- [STUDY QUESTIONS]:
**A)** Swap "obstacles" for "barriers" in the motor cortex passage and write out the part from "Thus, each column" to "the muscle spindle.".
**B)** In the motor cortex passage, which tract makes up the efferent pathway of the transcortical reflex?

- [DOCUMENT SECTION]:
These studies on the motor homunculus by Penfield and colleagues in the 1950s revealed the macroscopic organization of MsI, but subsequent microelectrode studies in animals showed that MsI is composed of cortical columns. The inputs to a column consist of afferent fibres from the joint, muscle spindle and skin which are maximally activated by contraction of those muscles innervated by that same area of cortex. So, for example, a group
of cortical columns in MsI will receive sensory inputs from a finger when it is flexed – that input being provided by the skin receptors on the front of the finger, the muscle spindles in the finger flexors and the joint receptors of the finger joints. That same column will also send a projection to the motor neurones (MNs) in the spinal cord that innervate the finger flexors. Activation of the corticospinal neurone from that column will ultimately activate the receptors that project to that same column, and vice versa.

Thus, each column is said to have input–output coupling and this may be important in the more complex reflex control of movement as, for example, with the long–latency or transcortical reflexes. These reflexes refer to the delayed and smaller electromyographical (EMG) changes that are seen following the sudden stretch of a muscle – the first EMG change being the M1 response of the monosynaptic stretch. The afferent limb of the transcortical reflex is from the muscle spindle input via the Ia fibre (relayed via the dorsal column–medial lemniscal pathway) and the efferent pathway involves the corticospinal tract (CoST). The exact role of this reflex is not known but it may be important in controlling movements precisely, especially when unexpected obstacles are encountered which activate the muscle spindle.

- [MATERIAL PROVIDED]:
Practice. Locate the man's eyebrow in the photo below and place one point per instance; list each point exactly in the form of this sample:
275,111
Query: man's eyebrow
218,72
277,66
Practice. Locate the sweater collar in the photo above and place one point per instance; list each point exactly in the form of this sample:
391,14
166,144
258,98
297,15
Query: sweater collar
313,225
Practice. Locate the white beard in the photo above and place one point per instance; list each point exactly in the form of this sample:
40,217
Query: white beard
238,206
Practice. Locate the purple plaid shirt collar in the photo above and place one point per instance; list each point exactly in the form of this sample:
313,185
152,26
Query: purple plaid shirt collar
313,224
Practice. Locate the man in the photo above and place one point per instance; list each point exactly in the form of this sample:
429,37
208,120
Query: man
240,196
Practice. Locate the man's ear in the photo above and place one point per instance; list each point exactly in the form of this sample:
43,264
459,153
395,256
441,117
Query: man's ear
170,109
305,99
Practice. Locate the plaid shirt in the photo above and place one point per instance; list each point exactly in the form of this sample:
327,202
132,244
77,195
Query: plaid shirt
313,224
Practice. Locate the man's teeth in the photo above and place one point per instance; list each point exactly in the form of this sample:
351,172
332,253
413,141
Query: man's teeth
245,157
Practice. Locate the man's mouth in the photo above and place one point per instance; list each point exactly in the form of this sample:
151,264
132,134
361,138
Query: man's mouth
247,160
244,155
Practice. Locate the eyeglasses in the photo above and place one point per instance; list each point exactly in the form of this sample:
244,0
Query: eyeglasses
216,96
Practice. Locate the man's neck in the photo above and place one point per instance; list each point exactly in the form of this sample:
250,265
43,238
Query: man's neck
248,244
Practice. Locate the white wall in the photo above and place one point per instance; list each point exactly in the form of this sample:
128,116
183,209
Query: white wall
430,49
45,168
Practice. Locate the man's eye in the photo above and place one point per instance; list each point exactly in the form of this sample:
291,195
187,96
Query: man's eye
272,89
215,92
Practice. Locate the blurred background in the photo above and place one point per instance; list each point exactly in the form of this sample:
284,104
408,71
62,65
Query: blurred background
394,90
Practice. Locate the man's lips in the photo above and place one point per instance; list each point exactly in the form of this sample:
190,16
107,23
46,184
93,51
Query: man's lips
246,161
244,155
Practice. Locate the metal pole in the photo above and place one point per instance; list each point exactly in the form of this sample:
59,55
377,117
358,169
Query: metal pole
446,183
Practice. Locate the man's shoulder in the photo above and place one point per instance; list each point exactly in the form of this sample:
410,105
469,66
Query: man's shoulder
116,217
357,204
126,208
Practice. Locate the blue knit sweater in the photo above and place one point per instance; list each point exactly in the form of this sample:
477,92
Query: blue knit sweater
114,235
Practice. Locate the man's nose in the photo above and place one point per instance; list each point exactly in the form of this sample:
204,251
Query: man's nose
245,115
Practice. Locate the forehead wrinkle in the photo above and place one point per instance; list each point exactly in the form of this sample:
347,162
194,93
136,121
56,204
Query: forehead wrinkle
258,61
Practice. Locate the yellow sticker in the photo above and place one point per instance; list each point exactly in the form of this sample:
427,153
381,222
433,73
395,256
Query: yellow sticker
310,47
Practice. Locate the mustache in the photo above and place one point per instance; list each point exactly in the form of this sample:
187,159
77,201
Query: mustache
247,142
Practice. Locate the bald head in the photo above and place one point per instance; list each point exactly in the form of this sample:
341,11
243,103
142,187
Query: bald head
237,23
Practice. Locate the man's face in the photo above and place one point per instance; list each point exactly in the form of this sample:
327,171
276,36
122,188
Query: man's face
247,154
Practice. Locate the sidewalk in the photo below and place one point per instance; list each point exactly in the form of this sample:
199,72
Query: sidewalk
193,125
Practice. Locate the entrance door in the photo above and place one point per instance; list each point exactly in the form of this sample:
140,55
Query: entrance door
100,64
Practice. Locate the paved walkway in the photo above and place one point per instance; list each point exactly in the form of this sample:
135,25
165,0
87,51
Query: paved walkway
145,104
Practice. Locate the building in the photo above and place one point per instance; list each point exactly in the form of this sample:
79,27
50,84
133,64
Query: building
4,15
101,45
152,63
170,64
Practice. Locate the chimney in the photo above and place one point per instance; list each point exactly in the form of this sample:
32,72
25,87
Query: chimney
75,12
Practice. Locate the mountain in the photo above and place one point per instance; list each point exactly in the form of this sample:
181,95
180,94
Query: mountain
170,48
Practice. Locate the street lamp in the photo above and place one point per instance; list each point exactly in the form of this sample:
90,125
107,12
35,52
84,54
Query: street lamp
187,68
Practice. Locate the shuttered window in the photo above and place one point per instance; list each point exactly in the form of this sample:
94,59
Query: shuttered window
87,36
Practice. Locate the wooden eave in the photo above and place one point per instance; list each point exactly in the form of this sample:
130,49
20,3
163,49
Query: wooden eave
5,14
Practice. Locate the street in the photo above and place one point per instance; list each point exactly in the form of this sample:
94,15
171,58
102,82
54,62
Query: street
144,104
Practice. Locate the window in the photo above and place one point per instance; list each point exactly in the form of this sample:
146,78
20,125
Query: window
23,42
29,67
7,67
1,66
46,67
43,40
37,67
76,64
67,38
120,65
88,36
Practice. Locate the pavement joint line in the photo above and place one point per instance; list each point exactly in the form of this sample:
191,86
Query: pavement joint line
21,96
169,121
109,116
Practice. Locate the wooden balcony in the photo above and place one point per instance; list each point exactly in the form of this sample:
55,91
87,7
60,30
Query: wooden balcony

- [SOLUTIONS IN ORDER]:
**A)**
Thus, each column is said to have input–output coupling and this may be important in the more complex reflex control of movement as, for example, with the long–latency or transcortical reflexes. These reflexes refer to the delayed and smaller electromyographical (EMG) changes that are seen following the sudden stretch of a muscle – the first EMG change being the M1 response of the monosynaptic stretch. The afferent limb of the transcortical reflex is from the muscle spindle input via the Ia fibre (relayed via the dorsal column–medial lemniscal pathway) and the efferent pathway involves the corticospinal tract (CoST). The exact role of this reflex is not known but it may be important in controlling movements precisely, especially when unexpected barriers are encountered which activate the muscle spindle.

**B)** The corticospinal tract (CoST).